**Consigne écrite 1:** D'après l'extrait choisi, en quelle année l'écrivain Ernest Renan a-t-il résumé l'esprit républicain de la nation française ?
**Consigne écrite 2:** Recopiez le passage de l'extrait choisi qui va de « Les statues de » jusqu'à « abominations dans l'histoire. », ces deux bornes incluses.

**Extrait choisi:**
Les statues de Jean-Baptiste Colbert, Christophe Colomb, Charles de Gaulle, Winston Churchill, Victor Schoelcher ont été vandalisées, déboulonnées, leurs rues et places sont appelées à être débaptisées... Ces illustres personnages de l'histoire – dont la liste à exécuter est aussi longue qu'une phrase de Marcel Proust –  seraient tous coupables de racisme, d'avoir promu le colonialisme, voire d'être misogynes. Les rassemblements dénonçant la mort le 25 mai de George Floyd lors d'une interpellation aux Etats-Unis ont aussi entraîné une vague de mobilisations y compris en France, exportant par là même la question d'un racisme globalisant où l'homme blanc serait forcément coupable des pires abominations dans l'histoire.

Derrière tout cela, il y a une philosophie – avec un vocabulaire venu tout droit des Etats-Unis – qui souhaite imposer un modèle de société où les rapports humains seraient essentiellement fondés sur des origines raciales, mais aussi, selon les tendances, sur la différenciation religieuse, sexuelle ou culturelle. Ces combattants de la lutte intersectionnelle procèdent ici au comptage du nombre de «racisés» (non-blancs) dans une assemblée, une œuvre ou dans la classe politique, et soutiennent par là des stages ou des rencontres pour racisés, excluant les «blancs».

Les multiculturalistes importent en France des concepts anglo-saxons

Ils sont parfois qualifiés péjorativement de «racialistes», de «décoloniaux», d'«indigénistes», de «communautaristes», d'«identitaires de gauche» et prônent une société multiculturelle bataillant contre notre République une et indivisible. Cette République française, pour sa part, ne voit au contraire qu'une et même communauté : la communauté nationale formée de citoyens français. Dans ce modèle, la race ou la religion ne sont pas reconnues comme critère de citoyenneté.

L'écrivain Ernest Renan résume parfaitement l'esprit républicain de la nation française en 1882 : «Dans le passé, un héritage de gloire et de regrets à partager, dans l'avenir un même programme à réaliser.» Cette phrase est tout ce qu'exècrent les multiculturalistes n'acceptant pas qu'un individu soit assimilé à travers des valeurs dépassant toute race ou religion, impliquant de faire corps avec une unique communauté liée par le destin.

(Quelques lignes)

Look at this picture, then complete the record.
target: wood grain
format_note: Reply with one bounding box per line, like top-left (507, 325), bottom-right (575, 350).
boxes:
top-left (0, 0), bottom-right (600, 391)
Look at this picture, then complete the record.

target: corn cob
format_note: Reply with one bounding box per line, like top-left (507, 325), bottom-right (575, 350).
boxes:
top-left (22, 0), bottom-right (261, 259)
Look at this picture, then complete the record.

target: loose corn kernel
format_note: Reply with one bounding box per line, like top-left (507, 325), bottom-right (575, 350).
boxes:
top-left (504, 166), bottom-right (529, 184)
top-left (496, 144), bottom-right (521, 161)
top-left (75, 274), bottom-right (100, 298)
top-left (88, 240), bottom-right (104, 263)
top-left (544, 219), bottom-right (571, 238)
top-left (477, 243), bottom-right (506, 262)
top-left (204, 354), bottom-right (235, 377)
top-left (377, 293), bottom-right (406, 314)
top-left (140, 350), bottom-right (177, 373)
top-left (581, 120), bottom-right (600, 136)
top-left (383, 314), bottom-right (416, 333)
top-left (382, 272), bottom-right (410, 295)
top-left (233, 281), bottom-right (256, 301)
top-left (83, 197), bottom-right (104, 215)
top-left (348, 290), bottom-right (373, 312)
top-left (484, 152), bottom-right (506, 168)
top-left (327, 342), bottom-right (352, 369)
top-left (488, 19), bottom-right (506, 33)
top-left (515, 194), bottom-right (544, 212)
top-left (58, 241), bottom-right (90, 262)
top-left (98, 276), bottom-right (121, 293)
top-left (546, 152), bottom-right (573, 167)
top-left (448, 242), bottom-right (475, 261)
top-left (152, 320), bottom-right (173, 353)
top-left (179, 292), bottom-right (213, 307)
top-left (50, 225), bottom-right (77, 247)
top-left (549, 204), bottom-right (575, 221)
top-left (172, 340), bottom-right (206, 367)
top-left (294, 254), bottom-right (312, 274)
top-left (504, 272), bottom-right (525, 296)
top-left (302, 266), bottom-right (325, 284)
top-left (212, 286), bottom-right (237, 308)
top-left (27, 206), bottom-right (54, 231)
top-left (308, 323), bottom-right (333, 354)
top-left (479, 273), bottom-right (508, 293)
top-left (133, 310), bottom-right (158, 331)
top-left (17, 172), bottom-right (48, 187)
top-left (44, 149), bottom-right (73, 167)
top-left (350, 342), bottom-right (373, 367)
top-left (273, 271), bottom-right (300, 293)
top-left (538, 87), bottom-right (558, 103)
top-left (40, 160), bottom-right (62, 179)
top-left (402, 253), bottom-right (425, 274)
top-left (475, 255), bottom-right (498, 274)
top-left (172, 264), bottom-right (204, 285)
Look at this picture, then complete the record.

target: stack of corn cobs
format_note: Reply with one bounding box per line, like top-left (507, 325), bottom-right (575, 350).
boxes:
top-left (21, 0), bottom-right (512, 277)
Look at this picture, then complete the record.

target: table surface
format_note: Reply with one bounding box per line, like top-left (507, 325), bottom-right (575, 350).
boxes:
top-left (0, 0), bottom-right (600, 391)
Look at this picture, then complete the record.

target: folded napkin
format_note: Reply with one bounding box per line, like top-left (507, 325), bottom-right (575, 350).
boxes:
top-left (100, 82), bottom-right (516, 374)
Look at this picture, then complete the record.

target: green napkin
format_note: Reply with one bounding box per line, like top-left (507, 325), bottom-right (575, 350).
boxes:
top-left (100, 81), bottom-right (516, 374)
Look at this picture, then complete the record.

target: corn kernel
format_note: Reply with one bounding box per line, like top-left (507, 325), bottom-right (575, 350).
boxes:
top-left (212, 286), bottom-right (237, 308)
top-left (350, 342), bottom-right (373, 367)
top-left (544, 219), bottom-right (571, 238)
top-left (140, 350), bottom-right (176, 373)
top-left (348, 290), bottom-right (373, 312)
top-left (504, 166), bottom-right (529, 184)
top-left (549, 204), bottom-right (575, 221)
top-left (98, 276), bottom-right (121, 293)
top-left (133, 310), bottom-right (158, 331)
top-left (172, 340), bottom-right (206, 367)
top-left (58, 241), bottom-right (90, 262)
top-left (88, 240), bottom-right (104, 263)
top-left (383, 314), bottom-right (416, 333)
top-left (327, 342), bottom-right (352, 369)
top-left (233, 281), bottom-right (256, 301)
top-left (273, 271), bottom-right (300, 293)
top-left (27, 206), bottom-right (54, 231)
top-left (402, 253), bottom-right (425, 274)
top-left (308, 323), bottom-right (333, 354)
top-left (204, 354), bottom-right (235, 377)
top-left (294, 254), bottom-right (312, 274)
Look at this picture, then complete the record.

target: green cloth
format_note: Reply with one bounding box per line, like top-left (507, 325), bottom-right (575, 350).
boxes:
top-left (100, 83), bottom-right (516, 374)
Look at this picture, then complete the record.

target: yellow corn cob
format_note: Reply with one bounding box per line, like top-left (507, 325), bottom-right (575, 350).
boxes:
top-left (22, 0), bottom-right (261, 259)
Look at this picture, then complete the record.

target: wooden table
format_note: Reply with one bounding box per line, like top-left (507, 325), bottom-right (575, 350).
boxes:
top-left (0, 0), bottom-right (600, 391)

**Réponse finale 1:** En 1882.

**Réponse finale 2:**
Les statues de Jean-Baptiste Colbert, Christophe Colomb, Charles de Gaulle, Winston Churchill, Victor Schoelcher ont été vandalisées, déboulonnées, leurs rues et places sont appelées à être débaptisées... Ces illustres personnages de l'histoire – dont la liste à exécuter est aussi longue qu'une phrase de Marcel Proust –  seraient tous coupables de racisme, d'avoir promu le colonialisme, voire d'être misogynes. Les rassemblements dénonçant la mort le 25 mai de George Floyd lors d'une interpellation aux Etats-Unis ont aussi entraîné une vague de mobilisations y compris en France, exportant par là même la question d'un racisme globalisant où l'homme blanc serait forcément coupable des pires abominations dans l'histoire.